■ GIVEN PROBLEM:
Pick out and copy every line in the records below that contains the string "wheel". Case counts, so a line matches only if its capitals and lowercase letters agree with that string.

■ DATA PROVIDED:
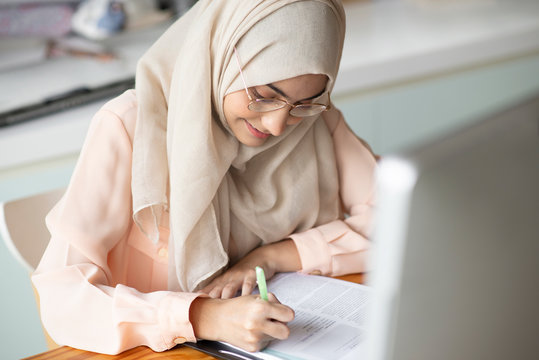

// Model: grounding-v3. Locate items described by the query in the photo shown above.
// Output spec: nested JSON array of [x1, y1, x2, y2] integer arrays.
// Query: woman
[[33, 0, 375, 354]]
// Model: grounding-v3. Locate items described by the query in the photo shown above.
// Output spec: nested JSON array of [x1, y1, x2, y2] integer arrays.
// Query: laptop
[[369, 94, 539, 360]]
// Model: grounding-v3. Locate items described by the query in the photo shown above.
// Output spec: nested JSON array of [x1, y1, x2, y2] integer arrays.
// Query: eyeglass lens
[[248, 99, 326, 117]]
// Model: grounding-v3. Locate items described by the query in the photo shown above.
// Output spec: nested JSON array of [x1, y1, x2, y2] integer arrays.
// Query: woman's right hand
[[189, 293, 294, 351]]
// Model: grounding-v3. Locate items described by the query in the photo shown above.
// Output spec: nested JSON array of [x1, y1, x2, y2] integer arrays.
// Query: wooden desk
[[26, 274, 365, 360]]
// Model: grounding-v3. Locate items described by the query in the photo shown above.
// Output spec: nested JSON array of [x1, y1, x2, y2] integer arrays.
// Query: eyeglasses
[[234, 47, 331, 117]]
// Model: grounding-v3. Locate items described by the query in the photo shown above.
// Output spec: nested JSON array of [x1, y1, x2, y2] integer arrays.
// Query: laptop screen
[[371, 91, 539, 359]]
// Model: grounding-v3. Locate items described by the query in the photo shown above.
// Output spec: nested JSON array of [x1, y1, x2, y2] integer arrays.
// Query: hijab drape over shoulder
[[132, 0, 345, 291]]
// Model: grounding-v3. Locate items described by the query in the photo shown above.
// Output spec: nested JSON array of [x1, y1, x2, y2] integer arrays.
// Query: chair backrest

==

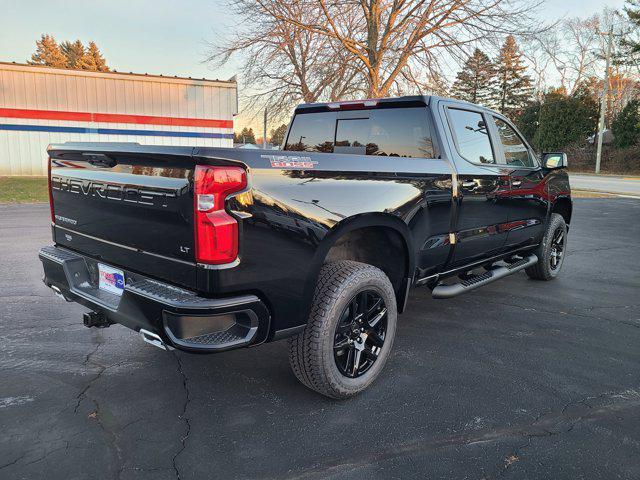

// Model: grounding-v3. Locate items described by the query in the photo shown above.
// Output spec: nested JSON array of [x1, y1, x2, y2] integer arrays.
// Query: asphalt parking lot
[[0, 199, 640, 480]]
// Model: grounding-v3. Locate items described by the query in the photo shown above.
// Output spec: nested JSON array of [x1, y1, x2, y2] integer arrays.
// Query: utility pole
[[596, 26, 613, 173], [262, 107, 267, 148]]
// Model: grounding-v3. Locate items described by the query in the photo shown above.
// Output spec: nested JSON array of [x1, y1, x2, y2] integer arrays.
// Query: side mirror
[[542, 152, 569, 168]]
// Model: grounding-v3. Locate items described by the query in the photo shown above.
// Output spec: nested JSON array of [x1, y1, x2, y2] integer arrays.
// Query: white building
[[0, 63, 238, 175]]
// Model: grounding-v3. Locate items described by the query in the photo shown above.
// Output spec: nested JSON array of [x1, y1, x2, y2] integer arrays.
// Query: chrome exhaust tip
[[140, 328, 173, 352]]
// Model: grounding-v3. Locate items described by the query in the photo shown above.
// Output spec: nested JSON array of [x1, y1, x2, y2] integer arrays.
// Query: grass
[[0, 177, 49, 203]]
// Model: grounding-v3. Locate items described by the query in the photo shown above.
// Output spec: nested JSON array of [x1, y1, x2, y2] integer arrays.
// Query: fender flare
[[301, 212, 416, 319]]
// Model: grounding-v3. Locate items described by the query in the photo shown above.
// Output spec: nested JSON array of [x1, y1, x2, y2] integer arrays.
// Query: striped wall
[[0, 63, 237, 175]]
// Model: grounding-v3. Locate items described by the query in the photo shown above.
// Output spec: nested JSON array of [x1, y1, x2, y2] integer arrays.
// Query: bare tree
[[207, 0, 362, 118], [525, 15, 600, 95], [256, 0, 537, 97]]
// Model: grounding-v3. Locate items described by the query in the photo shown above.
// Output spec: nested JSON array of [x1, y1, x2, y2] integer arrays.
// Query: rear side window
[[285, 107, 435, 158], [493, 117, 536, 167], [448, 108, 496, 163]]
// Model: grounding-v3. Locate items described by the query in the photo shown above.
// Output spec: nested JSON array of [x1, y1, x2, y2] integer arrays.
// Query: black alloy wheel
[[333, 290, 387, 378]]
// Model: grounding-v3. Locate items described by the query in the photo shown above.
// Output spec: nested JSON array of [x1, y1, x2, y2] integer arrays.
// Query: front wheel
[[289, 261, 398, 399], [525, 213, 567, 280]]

==

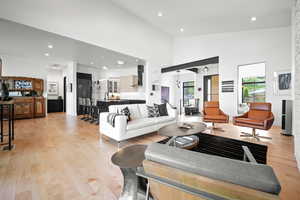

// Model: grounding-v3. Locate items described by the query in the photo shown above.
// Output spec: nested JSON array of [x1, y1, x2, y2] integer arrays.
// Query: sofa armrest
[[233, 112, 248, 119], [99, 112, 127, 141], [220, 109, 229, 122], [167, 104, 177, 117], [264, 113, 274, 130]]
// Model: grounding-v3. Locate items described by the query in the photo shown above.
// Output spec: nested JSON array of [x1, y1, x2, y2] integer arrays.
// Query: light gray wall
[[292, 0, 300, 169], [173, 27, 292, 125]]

■ CORRECT ANSWER:
// Query: black alloy wheel
// Query: front wheel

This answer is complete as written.